TEXT BLOCK.
···

Once retirement assets begin to build, many dentists have questions on the most effective strategies for investing. So, it’s important to understand a key distinction in equity investing, growth and value. Understanding these styles of equity investment will enable you to determine the impact they may have on your investment objectives. These equity investment choices should be considered along with assessing your risk tolerance, investment objectives and your retirement horizon.
Growth and value are two fundamental approaches in stock and mutual fund investing. Many growth stock mutual fund managers look for stocks of companies that they believe offer strong earnings growth potential, while value fund managers look for stocks that appear undervalued by the marketplace. Some fund managers combine the two approaches.
How to identify growth and value stocks
Although earnings of some companies may be depressed during periods of slower economic growth, growth companies generally seek to achieve high earnings growth regardless of economic conditions. “Emerging” growth companies are those that may have the potential to achieve high earnings growth but have not yet established a history of strong earnings growth.
Value stocks are those that generally have fallen out of favor in the marketplace and are considered bargain priced compared with book value, replacement value or liquidation value. Typically, value stocks are priced much lower than stocks of similar companies in the same industry. This lower price may reflect investor reaction to recent company problems, such as disappointing earnings, negative publicity or legal problems, all of which may raise doubts about the company’s long-term prospects. The value group may also include stocks of new companies that have not been recognized by investors.

···

(Position annotation records)
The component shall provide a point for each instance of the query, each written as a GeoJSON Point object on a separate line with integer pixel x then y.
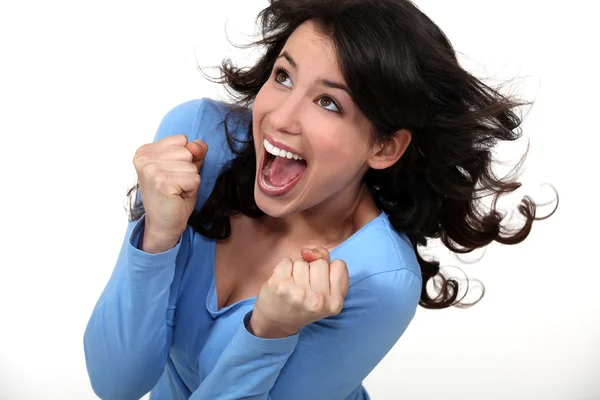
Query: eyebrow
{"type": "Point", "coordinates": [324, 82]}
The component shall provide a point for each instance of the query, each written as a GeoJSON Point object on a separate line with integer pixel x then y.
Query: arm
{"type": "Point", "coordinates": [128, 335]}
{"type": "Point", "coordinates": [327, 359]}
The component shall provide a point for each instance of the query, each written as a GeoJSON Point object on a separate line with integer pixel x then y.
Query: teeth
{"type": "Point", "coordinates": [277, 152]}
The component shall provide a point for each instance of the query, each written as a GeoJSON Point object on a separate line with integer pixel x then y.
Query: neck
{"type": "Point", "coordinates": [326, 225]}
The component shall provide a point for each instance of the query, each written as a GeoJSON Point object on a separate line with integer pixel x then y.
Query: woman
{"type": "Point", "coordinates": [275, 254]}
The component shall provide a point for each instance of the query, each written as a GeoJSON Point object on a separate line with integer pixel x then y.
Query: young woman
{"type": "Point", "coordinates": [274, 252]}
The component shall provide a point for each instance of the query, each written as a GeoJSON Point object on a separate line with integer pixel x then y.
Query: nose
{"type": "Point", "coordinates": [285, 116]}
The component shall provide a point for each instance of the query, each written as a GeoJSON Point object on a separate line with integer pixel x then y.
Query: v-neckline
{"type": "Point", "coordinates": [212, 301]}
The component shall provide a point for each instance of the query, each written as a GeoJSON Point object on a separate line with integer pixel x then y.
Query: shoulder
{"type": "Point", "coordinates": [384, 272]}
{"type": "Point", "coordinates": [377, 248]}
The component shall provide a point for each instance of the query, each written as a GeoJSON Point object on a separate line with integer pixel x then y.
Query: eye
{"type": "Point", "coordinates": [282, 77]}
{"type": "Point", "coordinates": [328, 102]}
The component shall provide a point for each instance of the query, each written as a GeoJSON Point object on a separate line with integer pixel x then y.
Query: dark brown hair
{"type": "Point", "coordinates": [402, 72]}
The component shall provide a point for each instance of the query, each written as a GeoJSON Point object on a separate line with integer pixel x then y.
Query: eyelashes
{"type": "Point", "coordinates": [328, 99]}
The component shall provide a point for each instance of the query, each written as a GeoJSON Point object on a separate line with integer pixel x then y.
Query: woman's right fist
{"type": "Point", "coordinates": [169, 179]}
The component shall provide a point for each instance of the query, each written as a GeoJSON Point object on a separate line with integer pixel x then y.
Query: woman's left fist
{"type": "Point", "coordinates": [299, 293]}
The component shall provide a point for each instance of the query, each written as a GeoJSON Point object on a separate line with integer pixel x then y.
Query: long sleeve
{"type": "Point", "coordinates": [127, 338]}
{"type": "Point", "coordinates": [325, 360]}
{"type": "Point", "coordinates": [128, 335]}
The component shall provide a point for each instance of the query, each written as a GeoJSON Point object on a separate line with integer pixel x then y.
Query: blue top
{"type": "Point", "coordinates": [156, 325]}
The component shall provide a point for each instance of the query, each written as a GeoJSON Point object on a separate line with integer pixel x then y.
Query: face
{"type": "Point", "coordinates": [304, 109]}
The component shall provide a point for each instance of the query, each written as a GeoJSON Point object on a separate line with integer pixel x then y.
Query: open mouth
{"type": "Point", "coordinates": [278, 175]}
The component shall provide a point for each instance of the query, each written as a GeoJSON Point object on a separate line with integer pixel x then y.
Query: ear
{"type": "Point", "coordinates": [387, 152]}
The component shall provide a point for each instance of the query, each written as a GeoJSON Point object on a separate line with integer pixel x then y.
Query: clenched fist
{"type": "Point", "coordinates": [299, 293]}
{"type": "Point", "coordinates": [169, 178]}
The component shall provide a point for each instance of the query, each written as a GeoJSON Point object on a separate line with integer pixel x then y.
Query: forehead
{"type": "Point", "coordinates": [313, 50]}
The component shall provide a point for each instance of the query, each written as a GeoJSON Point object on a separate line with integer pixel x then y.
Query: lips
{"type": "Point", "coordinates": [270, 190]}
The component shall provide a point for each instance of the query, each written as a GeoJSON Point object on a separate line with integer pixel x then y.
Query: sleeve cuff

···

JOBS.
1 – Set down the passage on growth and value investing, starting with "Once retirement assets" and going on through "your retirement horizon.".
2 – Select every line of the records that contains the word "fist" and copy those lines.

EXERCISE RESULTS.
1 –
Once retirement assets begin to build, many dentists have questions on the most effective strategies for investing. So, it’s important to understand a key distinction in equity investing, growth and value. Understanding these styles of equity investment will enable you to determine the impact they may have on your investment objectives. These equity investment choices should be considered along with assessing your risk tolerance, investment objectives and your retirement horizon.

2 –
Query: woman's right fist
Query: woman's left fist
Query: clenched fist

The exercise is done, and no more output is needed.